◆ **TASK REQUIREMENTS**:
Please duplicate, word for word, the part of the foster care account below that opens with the words containing "It took another" and closes with "23 years old.".

◆ **EXCERPT**:
I was sent to a foster family when I was 11, with my brother, due to my mother’s addiction to substances.
I wasn’t in touch with my father. My mother changed my name when I was 3 to prevent him from contacting me, or knowing where I was.
My experience of fostering has been characterized by conflicting emotions, by the feeling of not feeling part of my foster family, of not being wanted, and of not being understood by anyone. I suffered for years from insomnia, I could not sleep due to anxiety and depression.
The week of my sixteenth birthday, I received a call that changed my life for the better.
My foster parents had been trying to track down my father for two years, and somehow they had made it. Three days before my birthday, my father was calling me, and we were agreeing to meet. I also found out that I had a brother and sister I knew nothing about.
This experience changed my life, and at that moment my re-elaboration path started, I started to understand that I was wanted, that I had someone who took care of me and loved me … but above all I understood that I deserved this affection.
It took another 10 years to fully recover, to understand that my wrong feelings or behavior were related to the childhood traumas I had experienced and were not given by the fact that I was a bad person. During my therapy path I learned to communicate with myself and to really understand who I was and what my feelings were, a path that enriched me and that I will continue to do forever.
I left my foster family a few months after I turned 18. I studied at the university and lived alone. I graduated 23 years old with excellent grades.
Although I no longer had a social worker after I turned 18, there was still a support at the exit that followed me until I was 23 years old.
While I was studying at university, I worked as a tutor in a summer school organized by the university for children and young people outside the family. This experience has triggered in me the desire to get involved to help the other guys.
I work for for the Care Leavers Association, founded 18 years ago in England by care leavers.
As a volunteer I help coordinate a FB group, Care leavers rock. A page where care leavers can confront each other safely and support each other. More than 720 care leavers are part of this group, between the ages of 18 and 65!
I am a member of the international organization for the protection paths (International Foster Care Organization) and of the board of the Institute for the re-elaboration of childhood traumas.
In my private life, I am happy, satisfied, married, I have my home and a wonderful child … all this before the age of 30! So I’d say I’m finally fine!

◆ **STUDY MATERIAL**:
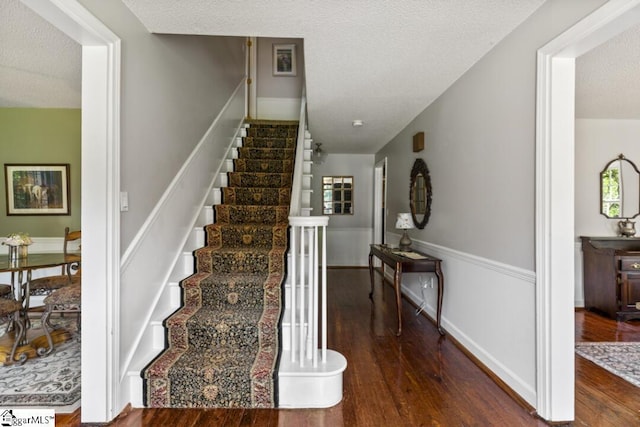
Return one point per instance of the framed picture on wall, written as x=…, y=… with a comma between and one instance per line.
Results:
x=37, y=189
x=284, y=60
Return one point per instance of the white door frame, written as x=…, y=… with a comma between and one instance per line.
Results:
x=379, y=200
x=555, y=122
x=100, y=215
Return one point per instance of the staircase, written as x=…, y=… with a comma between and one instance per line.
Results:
x=223, y=344
x=309, y=375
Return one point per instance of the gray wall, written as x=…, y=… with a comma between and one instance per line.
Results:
x=479, y=147
x=172, y=89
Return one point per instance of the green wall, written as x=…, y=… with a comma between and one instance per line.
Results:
x=46, y=136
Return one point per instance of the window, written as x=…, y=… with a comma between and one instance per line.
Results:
x=337, y=195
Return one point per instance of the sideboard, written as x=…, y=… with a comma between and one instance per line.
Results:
x=611, y=268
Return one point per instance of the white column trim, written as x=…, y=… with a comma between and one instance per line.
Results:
x=555, y=120
x=100, y=201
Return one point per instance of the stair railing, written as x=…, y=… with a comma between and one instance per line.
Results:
x=308, y=278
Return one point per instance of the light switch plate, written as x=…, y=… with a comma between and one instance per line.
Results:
x=124, y=201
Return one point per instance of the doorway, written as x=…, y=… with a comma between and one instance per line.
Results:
x=100, y=202
x=555, y=202
x=380, y=201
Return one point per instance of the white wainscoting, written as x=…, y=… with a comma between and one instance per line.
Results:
x=278, y=108
x=348, y=247
x=488, y=307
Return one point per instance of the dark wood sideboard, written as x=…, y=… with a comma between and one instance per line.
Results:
x=611, y=268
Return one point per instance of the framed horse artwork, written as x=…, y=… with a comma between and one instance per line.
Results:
x=37, y=189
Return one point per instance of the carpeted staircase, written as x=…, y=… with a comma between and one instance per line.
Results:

◆ **RESULT OF THIS EXERCISE**:
It took another 10 years to fully recover, to understand that my wrong feelings or behavior were related to the childhood traumas I had experienced and were not given by the fact that I was a bad person. During my therapy path I learned to communicate with myself and to really understand who I was and what my feelings were, a path that enriched me and that I will continue to do forever.
I left my foster family a few months after I turned 18. I studied at the university and lived alone. I graduated 23 years old with excellent grades.
Although I no longer had a social worker after I turned 18, there was still a support at the exit that followed me until I was 23 years old.